### Raw records
BEGIN
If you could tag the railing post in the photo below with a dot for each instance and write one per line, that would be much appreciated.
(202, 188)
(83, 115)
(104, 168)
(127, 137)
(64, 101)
END
BEGIN
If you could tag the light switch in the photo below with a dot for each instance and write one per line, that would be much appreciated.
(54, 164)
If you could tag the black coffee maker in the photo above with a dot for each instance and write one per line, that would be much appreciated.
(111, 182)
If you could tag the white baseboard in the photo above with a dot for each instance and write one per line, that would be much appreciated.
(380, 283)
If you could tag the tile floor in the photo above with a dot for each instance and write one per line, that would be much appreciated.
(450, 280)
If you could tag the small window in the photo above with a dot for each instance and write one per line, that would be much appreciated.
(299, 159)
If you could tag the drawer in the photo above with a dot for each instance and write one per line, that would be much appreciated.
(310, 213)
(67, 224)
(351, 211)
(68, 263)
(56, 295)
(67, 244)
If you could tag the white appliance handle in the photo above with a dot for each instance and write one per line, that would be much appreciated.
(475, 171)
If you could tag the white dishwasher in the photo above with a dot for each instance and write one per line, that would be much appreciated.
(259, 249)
END
### TASK BRIEF
Pull out each line of the data above that contains the word "below", where case counts.

### TASK SOLUTION
If you could tag the railing post in the photo below with a dot for each instance and write one per line, that would be much appreciated.
If you could tag the light switch in the photo below with a dot for each instance and write one per line, that would be much appreciated.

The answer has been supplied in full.